### PASSAGE PROVIDED:
4 accounting software failures that increase business risks

4 accounting software failures that increase business risks

Accounting software can be a lifesaver for a business. It can record financial transactions, analyze numerical data, make calculations, manage revenue, track expenses, and do much more. However, there are cases when the accounting software does not work as it should, leading to several problems. From making mistakes in income reports to triggering integration issues, here are the four most common accounting software failures that can lead to big business risks.

1. Errors in income reports
Sometimes, the accounting software can make errors when recording the company’s financial transactions, like income and expenditures. While it may seem trivial, the mistake can affect the whole accounting formula. Conclusions like operating profit margin will not be accurate, and one will have to deal with inflated earnings or even tax overpayments at the end of each year.

2. Outdated software
Software must be frequently updated to work well. Outdated software can put one’s business at a considerable risk, especially in the security department. Every update patch comes with specific security fixes, which, when not installed, can make it easy for someone to access the system and its data. Outdated software can also lead to the following troubles:

Non compliance
All new and updated software solutions comply with the authorities’ tax guidelines. However, old or outdated tools do not meet these requirements, which means the accounting is flawed and not up to date. This can negatively impact the business data and even cause legal trouble for the company.

Increased operating costs
Maintaining outdated software is time-consuming and costly because the system will not work well and needs continuous fixes. For instance, it may constantly reboot or hang in the middle of a task. Old accounting solutions also do not integrate with updated technology, which makes it a hassle to use them for daily accounting.

### DATASET ENTRIES:
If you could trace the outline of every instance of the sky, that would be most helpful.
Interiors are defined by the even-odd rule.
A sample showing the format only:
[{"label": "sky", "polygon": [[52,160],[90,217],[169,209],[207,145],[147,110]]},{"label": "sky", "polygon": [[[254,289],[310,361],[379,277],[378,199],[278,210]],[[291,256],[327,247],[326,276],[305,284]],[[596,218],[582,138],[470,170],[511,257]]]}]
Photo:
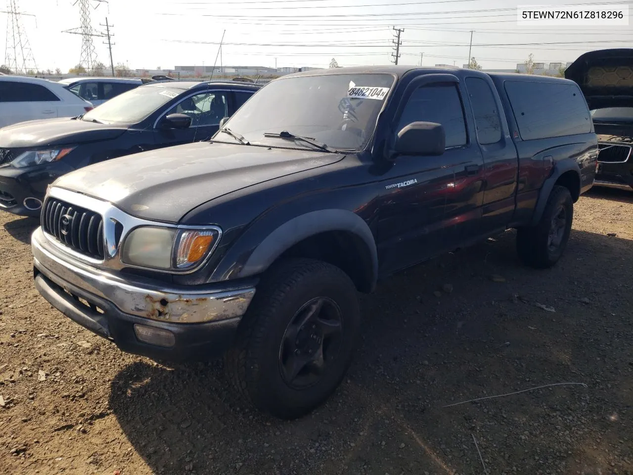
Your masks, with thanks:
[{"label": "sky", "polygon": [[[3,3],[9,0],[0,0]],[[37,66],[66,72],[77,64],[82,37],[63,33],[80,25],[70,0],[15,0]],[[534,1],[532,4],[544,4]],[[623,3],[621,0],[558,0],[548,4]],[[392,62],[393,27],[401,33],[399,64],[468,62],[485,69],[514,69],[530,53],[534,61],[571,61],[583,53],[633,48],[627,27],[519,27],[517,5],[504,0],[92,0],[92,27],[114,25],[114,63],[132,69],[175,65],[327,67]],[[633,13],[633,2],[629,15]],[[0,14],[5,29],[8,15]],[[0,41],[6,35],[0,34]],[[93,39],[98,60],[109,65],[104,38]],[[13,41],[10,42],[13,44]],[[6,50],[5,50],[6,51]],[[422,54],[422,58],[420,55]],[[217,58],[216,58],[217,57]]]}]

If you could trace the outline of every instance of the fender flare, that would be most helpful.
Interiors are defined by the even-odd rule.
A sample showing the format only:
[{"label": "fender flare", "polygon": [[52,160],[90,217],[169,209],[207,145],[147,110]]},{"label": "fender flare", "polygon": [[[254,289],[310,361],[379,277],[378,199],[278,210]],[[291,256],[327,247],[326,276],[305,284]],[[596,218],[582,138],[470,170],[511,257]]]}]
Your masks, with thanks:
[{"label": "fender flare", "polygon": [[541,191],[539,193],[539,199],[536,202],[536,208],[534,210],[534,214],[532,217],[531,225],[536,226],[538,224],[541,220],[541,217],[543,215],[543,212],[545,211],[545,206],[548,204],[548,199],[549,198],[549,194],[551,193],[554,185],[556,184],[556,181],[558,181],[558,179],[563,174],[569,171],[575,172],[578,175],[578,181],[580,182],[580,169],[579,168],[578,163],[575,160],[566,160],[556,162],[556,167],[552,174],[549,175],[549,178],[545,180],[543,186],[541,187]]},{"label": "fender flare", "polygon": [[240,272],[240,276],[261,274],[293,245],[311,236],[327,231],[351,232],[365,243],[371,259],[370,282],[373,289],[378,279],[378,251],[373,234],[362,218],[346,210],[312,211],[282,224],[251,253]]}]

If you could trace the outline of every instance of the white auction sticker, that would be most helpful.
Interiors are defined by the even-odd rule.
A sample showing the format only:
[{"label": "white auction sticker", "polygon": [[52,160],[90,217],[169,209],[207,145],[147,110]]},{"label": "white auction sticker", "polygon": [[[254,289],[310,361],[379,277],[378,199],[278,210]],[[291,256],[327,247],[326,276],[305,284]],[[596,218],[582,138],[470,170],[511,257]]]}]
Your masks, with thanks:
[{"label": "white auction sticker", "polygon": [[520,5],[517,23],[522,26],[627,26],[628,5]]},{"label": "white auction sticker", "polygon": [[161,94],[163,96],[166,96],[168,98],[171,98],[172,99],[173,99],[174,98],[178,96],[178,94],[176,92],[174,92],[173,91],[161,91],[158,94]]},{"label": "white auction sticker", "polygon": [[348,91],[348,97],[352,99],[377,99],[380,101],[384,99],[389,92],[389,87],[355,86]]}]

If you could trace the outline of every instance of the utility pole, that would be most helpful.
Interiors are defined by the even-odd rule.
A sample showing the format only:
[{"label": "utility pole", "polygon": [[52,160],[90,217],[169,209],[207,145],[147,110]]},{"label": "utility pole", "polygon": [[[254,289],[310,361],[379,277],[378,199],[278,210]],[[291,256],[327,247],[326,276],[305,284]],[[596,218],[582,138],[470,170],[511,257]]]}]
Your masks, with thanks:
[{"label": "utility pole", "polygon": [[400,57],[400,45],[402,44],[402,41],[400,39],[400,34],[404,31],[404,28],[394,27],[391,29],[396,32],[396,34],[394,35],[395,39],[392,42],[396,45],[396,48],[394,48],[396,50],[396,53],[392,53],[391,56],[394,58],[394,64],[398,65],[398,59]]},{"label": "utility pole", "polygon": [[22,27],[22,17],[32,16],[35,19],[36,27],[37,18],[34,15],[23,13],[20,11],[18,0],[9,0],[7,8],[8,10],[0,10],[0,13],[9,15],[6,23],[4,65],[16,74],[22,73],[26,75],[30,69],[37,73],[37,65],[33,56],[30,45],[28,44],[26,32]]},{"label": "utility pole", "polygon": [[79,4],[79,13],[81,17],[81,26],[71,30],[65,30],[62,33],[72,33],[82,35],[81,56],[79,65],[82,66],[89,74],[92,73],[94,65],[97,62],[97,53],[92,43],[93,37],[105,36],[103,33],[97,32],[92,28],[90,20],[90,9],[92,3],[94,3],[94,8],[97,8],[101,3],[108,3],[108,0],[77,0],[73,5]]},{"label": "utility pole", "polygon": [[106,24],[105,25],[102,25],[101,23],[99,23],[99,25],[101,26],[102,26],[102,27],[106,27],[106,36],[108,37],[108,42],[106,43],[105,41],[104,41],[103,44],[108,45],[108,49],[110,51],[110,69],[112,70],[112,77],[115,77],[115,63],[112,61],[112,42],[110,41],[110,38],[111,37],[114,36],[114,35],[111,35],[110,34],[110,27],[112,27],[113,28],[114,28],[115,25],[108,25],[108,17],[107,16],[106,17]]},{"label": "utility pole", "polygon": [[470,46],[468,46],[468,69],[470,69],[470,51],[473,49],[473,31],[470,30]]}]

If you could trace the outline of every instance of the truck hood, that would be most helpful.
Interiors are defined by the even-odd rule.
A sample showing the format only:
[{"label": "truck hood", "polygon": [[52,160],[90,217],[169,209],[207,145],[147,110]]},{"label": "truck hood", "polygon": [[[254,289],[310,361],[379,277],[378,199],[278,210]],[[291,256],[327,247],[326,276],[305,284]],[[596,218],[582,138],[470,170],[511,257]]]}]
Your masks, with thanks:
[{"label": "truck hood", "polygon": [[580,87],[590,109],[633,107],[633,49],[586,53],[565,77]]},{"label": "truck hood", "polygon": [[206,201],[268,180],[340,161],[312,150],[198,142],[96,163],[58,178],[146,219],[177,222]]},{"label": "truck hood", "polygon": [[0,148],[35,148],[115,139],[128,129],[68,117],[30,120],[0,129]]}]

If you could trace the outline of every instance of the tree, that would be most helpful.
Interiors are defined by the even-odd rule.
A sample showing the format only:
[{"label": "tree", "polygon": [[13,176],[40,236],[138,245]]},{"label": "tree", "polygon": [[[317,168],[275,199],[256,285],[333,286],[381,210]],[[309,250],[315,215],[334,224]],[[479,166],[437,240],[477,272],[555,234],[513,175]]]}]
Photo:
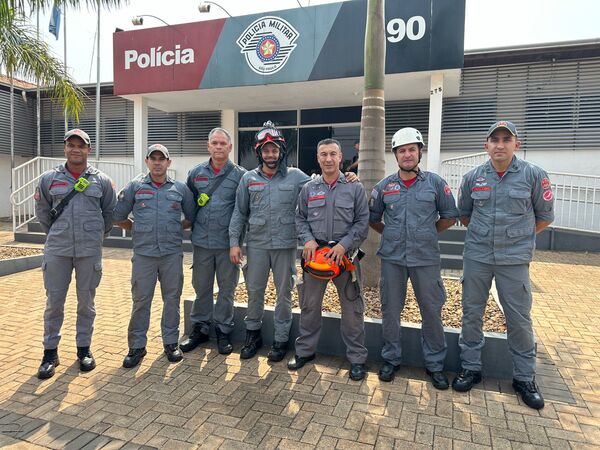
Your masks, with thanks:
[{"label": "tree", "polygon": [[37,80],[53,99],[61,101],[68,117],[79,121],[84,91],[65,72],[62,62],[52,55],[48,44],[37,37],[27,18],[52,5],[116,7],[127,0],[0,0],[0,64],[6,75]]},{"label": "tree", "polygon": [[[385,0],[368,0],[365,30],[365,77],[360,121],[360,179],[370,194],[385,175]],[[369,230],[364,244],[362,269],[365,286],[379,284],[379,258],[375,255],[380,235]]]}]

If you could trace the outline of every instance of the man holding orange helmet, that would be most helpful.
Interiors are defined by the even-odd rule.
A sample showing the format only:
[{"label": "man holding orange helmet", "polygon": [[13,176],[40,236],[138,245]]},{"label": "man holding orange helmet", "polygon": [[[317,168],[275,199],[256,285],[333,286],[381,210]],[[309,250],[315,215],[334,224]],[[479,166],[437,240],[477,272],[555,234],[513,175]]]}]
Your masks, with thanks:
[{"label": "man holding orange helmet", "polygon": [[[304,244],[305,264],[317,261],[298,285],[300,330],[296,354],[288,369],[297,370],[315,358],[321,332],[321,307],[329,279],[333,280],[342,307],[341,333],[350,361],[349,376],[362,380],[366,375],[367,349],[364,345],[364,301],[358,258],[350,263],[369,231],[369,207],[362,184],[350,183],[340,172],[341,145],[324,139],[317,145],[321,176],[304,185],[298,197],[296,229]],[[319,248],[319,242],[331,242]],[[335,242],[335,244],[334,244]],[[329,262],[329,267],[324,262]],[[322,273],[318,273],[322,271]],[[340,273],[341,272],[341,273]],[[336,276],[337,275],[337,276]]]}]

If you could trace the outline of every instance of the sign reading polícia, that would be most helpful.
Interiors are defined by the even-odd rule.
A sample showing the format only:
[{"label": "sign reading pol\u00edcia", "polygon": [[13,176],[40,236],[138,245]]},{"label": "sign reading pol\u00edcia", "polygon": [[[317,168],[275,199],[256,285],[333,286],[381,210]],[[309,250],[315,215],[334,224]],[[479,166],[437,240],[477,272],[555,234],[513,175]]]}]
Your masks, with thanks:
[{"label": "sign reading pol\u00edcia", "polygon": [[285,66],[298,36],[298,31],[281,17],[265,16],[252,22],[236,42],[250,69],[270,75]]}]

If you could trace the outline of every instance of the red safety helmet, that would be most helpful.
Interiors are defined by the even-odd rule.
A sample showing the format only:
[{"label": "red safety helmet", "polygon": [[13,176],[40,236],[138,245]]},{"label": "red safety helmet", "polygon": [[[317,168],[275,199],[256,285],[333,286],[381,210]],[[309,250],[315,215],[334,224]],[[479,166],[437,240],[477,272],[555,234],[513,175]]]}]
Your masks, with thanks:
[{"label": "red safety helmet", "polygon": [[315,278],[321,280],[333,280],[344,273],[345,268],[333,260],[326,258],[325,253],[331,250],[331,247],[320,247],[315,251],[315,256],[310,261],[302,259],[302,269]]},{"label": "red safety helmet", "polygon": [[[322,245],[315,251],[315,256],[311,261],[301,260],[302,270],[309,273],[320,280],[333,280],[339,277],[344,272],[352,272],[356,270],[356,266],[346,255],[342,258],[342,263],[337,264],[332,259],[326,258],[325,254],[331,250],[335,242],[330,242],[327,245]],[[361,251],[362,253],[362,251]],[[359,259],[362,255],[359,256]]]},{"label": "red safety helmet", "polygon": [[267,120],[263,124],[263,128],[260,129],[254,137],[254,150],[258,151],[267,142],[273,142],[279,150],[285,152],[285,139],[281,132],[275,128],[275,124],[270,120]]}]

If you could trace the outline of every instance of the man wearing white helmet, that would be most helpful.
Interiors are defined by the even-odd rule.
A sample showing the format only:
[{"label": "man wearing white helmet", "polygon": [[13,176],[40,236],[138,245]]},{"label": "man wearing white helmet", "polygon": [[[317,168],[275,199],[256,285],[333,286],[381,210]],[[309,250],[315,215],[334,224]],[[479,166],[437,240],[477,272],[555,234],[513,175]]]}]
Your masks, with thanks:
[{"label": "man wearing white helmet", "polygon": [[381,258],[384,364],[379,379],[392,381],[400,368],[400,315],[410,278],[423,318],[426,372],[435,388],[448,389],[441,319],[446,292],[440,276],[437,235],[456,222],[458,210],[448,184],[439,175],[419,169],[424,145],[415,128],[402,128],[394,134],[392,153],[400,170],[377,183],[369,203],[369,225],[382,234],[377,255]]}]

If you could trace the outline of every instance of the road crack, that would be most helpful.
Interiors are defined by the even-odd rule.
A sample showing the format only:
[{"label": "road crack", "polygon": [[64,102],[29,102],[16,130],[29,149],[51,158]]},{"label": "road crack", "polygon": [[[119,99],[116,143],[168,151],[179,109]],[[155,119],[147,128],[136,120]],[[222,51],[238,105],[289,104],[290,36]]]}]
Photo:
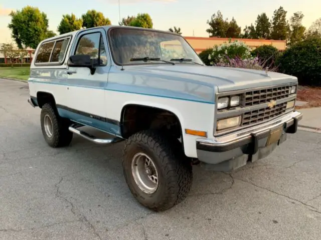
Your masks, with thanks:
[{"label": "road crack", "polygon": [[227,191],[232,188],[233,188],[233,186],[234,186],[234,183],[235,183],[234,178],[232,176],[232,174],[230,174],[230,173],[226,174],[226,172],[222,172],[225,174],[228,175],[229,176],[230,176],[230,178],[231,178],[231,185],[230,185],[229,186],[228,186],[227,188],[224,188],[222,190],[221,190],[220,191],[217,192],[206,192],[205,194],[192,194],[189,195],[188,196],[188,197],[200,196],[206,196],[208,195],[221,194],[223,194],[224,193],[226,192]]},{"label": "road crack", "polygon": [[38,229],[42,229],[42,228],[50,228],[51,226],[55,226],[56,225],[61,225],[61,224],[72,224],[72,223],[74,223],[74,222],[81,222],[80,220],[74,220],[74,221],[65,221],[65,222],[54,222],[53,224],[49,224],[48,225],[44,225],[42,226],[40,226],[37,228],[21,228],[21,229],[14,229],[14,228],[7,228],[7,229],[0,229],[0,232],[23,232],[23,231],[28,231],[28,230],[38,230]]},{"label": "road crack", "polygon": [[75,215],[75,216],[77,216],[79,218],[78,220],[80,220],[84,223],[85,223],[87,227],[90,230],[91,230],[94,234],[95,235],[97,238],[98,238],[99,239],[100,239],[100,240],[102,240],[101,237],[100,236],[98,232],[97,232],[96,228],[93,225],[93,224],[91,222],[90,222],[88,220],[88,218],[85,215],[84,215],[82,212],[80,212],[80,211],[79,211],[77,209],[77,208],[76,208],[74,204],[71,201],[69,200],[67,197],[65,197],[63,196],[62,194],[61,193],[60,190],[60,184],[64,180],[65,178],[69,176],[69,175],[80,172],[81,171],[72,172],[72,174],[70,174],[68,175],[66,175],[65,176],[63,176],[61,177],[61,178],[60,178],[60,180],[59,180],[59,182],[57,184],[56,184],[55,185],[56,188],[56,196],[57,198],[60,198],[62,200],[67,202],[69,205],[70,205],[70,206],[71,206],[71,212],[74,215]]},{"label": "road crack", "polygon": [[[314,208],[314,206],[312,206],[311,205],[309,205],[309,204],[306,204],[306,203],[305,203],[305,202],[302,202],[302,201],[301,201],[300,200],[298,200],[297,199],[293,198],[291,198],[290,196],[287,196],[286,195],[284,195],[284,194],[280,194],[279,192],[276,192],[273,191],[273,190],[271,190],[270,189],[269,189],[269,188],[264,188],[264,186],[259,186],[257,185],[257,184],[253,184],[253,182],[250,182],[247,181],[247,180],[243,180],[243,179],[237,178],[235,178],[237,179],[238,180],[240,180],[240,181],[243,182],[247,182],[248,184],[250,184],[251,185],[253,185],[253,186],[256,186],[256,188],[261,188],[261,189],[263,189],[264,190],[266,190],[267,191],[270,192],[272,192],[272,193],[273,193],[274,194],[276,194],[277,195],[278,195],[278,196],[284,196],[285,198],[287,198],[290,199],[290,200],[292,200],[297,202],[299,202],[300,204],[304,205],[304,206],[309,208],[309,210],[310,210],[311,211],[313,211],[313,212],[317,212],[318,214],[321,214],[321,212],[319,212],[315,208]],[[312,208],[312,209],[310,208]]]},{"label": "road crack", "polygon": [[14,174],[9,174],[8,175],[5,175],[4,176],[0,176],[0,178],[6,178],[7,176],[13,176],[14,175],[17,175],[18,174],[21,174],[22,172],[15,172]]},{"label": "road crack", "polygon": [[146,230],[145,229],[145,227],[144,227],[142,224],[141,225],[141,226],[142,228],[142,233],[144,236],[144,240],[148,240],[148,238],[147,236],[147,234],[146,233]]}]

### REQUIREMENT:
Return the passage of the accounting software text from "Increased operating costs" up to and including "for daily accounting.", copied word for word.

### FULL OUTPUT:
Increased operating costs
Maintaining outdated software is time-consuming and costly because the system will not work well and needs continuous fixes. For instance, it may constantly reboot or hang in the middle of a task. Old accounting solutions also do not integrate with updated technology, which makes it a hassle to use them for daily accounting.